## GIVEN RECORDS
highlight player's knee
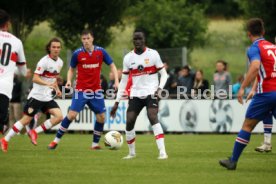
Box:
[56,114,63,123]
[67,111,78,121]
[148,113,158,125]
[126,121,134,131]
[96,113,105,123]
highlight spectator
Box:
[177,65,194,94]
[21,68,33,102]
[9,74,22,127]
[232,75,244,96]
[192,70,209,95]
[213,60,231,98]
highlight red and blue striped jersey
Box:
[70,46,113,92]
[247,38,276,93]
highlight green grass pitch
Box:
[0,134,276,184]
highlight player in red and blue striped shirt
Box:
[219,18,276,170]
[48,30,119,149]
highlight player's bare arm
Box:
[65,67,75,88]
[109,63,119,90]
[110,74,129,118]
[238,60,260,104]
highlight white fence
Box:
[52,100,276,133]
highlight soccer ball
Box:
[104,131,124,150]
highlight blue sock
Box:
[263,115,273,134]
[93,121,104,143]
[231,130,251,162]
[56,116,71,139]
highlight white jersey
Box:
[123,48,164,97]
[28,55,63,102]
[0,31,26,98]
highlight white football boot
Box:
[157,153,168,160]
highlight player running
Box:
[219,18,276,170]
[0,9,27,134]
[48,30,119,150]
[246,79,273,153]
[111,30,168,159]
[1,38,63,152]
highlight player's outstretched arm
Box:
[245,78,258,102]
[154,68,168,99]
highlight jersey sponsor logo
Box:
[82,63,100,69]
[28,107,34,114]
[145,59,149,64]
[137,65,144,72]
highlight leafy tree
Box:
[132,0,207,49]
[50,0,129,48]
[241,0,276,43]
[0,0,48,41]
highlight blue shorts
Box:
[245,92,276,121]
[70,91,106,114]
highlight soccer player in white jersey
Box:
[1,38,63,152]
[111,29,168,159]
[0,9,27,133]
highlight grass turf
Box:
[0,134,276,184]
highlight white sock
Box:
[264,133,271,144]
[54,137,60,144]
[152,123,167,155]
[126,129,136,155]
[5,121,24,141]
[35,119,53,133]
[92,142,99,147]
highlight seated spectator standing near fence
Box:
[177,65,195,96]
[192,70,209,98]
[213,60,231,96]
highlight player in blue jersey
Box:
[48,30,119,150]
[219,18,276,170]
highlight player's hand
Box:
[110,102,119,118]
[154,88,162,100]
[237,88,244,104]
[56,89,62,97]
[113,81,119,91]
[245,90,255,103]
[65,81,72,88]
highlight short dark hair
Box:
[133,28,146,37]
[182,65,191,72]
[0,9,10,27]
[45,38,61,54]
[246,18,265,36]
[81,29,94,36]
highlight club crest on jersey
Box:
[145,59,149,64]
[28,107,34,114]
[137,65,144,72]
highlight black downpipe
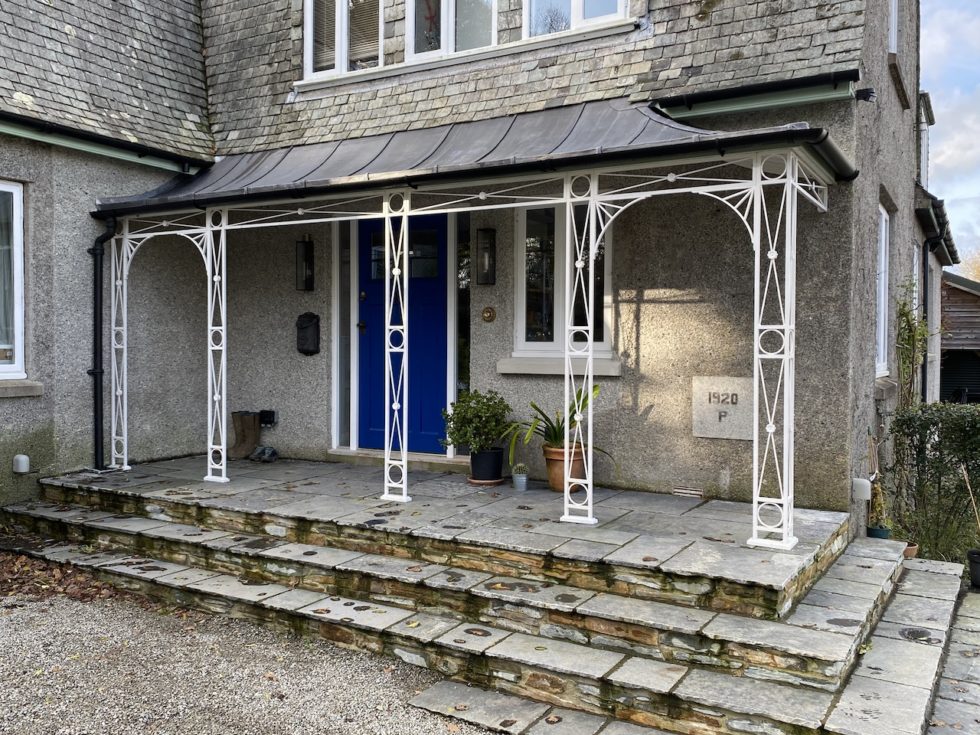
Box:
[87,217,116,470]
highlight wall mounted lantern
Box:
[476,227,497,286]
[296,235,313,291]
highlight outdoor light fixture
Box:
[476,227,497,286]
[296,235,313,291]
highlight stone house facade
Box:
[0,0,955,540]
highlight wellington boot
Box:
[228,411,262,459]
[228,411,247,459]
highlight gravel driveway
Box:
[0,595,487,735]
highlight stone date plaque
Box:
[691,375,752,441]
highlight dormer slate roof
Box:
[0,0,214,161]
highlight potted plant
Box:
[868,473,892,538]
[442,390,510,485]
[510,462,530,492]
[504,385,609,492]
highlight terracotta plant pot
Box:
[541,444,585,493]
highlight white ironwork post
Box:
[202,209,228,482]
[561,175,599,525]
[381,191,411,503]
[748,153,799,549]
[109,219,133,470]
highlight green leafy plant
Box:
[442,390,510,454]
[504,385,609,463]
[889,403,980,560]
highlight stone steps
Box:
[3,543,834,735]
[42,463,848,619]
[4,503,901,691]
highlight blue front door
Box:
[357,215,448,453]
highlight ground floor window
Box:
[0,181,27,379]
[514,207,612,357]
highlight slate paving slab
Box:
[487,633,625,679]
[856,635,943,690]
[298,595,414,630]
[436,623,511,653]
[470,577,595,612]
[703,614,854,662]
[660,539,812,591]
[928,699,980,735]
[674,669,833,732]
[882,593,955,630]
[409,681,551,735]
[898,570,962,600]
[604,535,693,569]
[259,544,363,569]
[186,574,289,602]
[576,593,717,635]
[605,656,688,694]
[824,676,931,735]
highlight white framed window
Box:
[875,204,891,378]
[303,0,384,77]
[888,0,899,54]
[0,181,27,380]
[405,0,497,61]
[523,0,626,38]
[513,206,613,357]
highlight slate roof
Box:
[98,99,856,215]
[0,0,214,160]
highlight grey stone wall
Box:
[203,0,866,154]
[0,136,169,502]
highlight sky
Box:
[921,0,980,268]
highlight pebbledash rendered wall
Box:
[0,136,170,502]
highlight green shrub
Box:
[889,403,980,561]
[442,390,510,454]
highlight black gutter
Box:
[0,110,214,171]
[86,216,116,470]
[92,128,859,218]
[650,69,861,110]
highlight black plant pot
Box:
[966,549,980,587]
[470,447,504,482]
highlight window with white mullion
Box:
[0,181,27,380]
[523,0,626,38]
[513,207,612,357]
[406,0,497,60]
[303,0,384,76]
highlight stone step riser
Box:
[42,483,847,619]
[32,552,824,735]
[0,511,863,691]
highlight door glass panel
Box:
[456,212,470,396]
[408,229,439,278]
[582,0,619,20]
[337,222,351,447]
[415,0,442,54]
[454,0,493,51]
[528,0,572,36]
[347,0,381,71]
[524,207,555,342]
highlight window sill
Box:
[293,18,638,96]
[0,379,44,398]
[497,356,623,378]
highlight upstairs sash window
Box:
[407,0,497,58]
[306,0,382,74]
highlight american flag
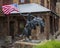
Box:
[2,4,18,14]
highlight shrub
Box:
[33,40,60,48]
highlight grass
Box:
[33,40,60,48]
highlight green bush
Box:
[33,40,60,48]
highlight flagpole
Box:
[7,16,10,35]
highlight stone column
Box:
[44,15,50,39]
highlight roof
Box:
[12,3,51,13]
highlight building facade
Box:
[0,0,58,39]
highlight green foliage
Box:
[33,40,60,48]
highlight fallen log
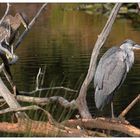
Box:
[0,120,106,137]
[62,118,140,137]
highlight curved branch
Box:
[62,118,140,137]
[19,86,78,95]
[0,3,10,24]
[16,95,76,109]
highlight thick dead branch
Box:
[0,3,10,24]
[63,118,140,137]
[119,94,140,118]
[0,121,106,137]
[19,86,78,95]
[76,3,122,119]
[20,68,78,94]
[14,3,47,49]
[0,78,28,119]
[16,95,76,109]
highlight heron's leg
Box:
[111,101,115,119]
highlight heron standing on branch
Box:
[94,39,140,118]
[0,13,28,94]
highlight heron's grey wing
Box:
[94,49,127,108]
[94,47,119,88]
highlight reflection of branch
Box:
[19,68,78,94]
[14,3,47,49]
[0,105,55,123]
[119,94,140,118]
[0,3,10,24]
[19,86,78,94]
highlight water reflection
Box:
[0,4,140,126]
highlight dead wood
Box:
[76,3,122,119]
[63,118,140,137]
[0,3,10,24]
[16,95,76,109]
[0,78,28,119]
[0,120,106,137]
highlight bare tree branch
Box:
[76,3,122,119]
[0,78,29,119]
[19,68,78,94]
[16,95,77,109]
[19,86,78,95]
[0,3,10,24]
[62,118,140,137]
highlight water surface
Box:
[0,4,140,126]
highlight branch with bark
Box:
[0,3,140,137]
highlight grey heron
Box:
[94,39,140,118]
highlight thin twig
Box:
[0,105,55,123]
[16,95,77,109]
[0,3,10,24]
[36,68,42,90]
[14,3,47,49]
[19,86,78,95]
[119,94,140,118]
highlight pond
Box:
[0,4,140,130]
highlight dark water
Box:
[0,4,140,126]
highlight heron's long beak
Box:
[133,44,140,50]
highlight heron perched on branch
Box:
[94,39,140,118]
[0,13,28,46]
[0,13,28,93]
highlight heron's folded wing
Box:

## WORK TO BE COMPLETED
Reproduce the entire listing above with each occurrence of "highlight" changed to "outline", leaving every other word and coordinate as it stands. Omit the pictures from your answer.

## OUTPUT FOR THIS TASK
outline player's knee
Box:
[56,114,63,123]
[67,111,78,121]
[148,113,158,125]
[126,121,134,131]
[96,113,105,123]
outline spectator
Box:
[177,65,194,94]
[21,68,33,102]
[9,74,22,127]
[232,75,244,96]
[192,70,209,95]
[213,60,231,98]
outline red and blue striped jersey
Box:
[70,46,113,92]
[247,38,276,93]
outline green grass pitch
Box:
[0,134,276,184]
outline player in red and blue striped shirt
Box:
[219,18,276,170]
[48,30,119,149]
outline player's bare arm
Box:
[65,67,75,88]
[109,63,119,90]
[110,74,129,118]
[238,60,260,104]
outline white fence
Box:
[52,100,276,133]
outline soccer ball
Box:
[104,131,124,150]
outline blue sock
Box:
[263,115,273,134]
[93,121,104,143]
[231,130,251,162]
[56,116,71,139]
outline white jersey
Box:
[123,48,164,97]
[28,55,63,102]
[0,31,26,98]
outline white football boot
Box:
[157,153,168,160]
outline player running
Box:
[219,18,276,170]
[0,9,27,134]
[48,30,119,150]
[246,79,273,153]
[111,30,168,159]
[1,38,63,152]
outline player's outstretched arm
Box:
[245,78,258,102]
[154,68,168,99]
outline jersey sponsor logo
Box:
[82,63,100,69]
[28,107,34,114]
[145,59,149,64]
[137,65,144,72]
outline leafy tree
Box:
[132,0,207,49]
[50,0,129,48]
[241,0,276,43]
[0,0,48,41]
outline blue shorts
Box:
[245,92,276,121]
[70,91,106,114]
outline soccer player in white jersey
Box:
[1,38,63,152]
[111,29,168,159]
[0,9,27,133]
outline grass turf
Box:
[0,134,276,184]
outline white sock
Box:
[264,133,271,144]
[54,137,60,144]
[152,123,167,155]
[126,129,136,155]
[5,121,24,141]
[35,119,53,133]
[92,142,99,147]
outline seated spectator standing near fence
Box:
[177,65,195,96]
[192,70,209,98]
[213,60,231,96]
outline player in blue jersey
Box:
[48,30,119,150]
[219,18,276,170]
outline player's hand
Box:
[110,102,119,118]
[154,88,162,100]
[237,88,244,104]
[56,89,62,97]
[113,81,119,91]
[245,90,255,103]
[65,81,72,88]
outline short dark hair
Box:
[133,28,146,37]
[182,65,191,72]
[0,9,10,27]
[45,38,61,54]
[246,18,265,36]
[81,29,94,36]
outline club crest on jersey
Box:
[145,59,149,64]
[28,107,34,114]
[137,65,144,72]
outline black downpipe
Box:
[87,217,116,470]
outline wall mounted lantern
Box:
[476,227,497,286]
[296,235,313,291]
outline outdoor light fixture
Box:
[476,227,497,286]
[296,235,313,291]
outline stone house facade
Box:
[0,0,955,540]
outline wellington boot
Box:
[228,411,262,459]
[228,411,247,459]
outline gravel driveway
Box:
[0,595,487,735]
outline stone date plaque
Box:
[691,375,752,441]
outline dormer slate roof
Box:
[0,0,214,161]
outline potted plant
Box:
[868,473,892,538]
[442,390,510,485]
[510,462,530,492]
[504,385,609,492]
outline terracotta plant pot
Box:
[541,444,585,493]
outline white ironwork post
Box:
[202,209,228,482]
[561,175,599,525]
[381,191,411,503]
[748,153,799,549]
[109,219,133,470]
outline green leafy plant
Box:
[442,390,510,454]
[504,385,609,463]
[889,403,980,560]
outline stone steps
Box:
[3,543,834,735]
[42,463,848,619]
[4,503,901,691]
outline blue front door
Box:
[357,215,448,453]
outline ground floor window
Box:
[0,181,27,379]
[514,207,612,357]
outline slate paving slab
Box:
[487,633,625,679]
[856,635,943,690]
[298,595,414,630]
[436,623,511,653]
[470,577,595,612]
[703,614,854,662]
[660,539,812,591]
[928,699,980,735]
[674,669,833,732]
[882,593,955,630]
[409,681,551,735]
[898,570,962,600]
[604,535,693,569]
[259,544,363,569]
[186,574,289,602]
[576,593,717,635]
[605,656,688,694]
[824,676,931,735]
outline white framed window
Box:
[875,204,891,378]
[303,0,384,77]
[888,0,899,54]
[0,181,27,380]
[405,0,497,61]
[523,0,626,38]
[513,206,613,357]
outline slate roof
Box:
[98,99,856,215]
[0,0,214,160]
outline grey stone wall
Box:
[203,0,866,154]
[0,136,169,502]
outline sky
Box:
[921,0,980,268]
outline pebbledash rendered wall
Box:
[0,136,170,502]
outline green shrub
Box:
[889,403,980,561]
[442,390,510,454]
outline black gutter
Box:
[0,110,214,171]
[86,216,116,470]
[92,128,859,218]
[650,69,861,110]
outline black plant pot
Box:
[966,549,980,587]
[470,447,504,482]
outline window with white mullion
Box:
[0,181,27,380]
[523,0,626,38]
[513,207,612,357]
[406,0,497,60]
[303,0,384,76]
outline stone step riser
Box:
[42,483,847,619]
[32,552,824,735]
[0,511,863,691]
outline door glass panel
Box:
[456,212,470,396]
[408,229,439,278]
[582,0,619,20]
[337,222,351,447]
[415,0,442,54]
[454,0,493,51]
[528,0,572,36]
[347,0,381,71]
[524,207,555,342]
outline window sill
Box:
[293,18,638,96]
[0,379,44,398]
[497,356,623,378]
outline upstairs sash window
Box:
[407,0,497,58]
[306,0,382,74]
outline american flag
Box:
[2,4,18,14]
outline shrub
Box:
[33,40,60,48]
outline grass
Box:
[33,40,60,48]
outline green bush
Box:
[33,40,60,48]
outline flagpole
Box:
[7,16,10,35]
outline stone column
Box:
[44,15,50,39]
outline roof
Box:
[12,3,51,13]
outline building facade
Box:
[0,0,58,39]
outline green foliage
Box:
[33,40,60,48]
outline fallen log
Box:
[0,120,106,137]
[62,118,140,137]
outline curved branch
Box:
[62,118,140,137]
[19,86,78,95]
[0,3,10,24]
[16,95,76,109]
outline thick dead branch
Box:
[0,3,10,24]
[63,118,140,137]
[119,94,140,118]
[0,121,106,137]
[19,86,78,95]
[76,3,122,119]
[20,68,78,94]
[14,3,47,49]
[0,78,28,119]
[16,95,76,109]
outline heron's leg
Box:
[111,101,115,119]
outline heron standing on branch
Box:
[94,39,140,118]
[0,13,28,94]
outline heron's grey wing
Box:
[94,49,127,108]
[94,47,119,88]
outline reflection of branch
Box:
[19,68,78,94]
[14,3,47,49]
[0,105,55,123]
[119,94,140,118]
[0,3,10,24]
[19,86,78,94]
outline water reflection
Box:
[0,4,140,126]
outline dead wood
Box:
[76,3,122,119]
[63,118,140,137]
[0,3,10,24]
[16,95,76,109]
[0,78,28,119]
[0,120,106,137]
outline bare tree branch
Box:
[76,3,122,119]
[0,78,29,119]
[19,68,78,94]
[16,95,77,109]
[19,86,78,95]
[0,3,10,24]
[62,118,140,137]
outline water surface
Box:
[0,4,140,126]
outline branch with bark
Box:
[0,3,140,137]
outline grey heron
Box:
[94,39,140,118]
outline thin twig
Box:
[0,105,55,123]
[16,95,77,109]
[0,3,10,24]
[36,68,42,90]
[14,3,47,49]
[19,86,78,95]
[119,94,140,118]
outline pond
Box:
[0,4,140,130]
outline dark water
Box:
[0,4,140,126]
outline heron's long beak
Box:
[133,44,140,50]
outline heron perched on branch
Box:
[94,39,140,118]
[0,13,28,46]
[0,13,28,93]
outline heron's folded wing
Box:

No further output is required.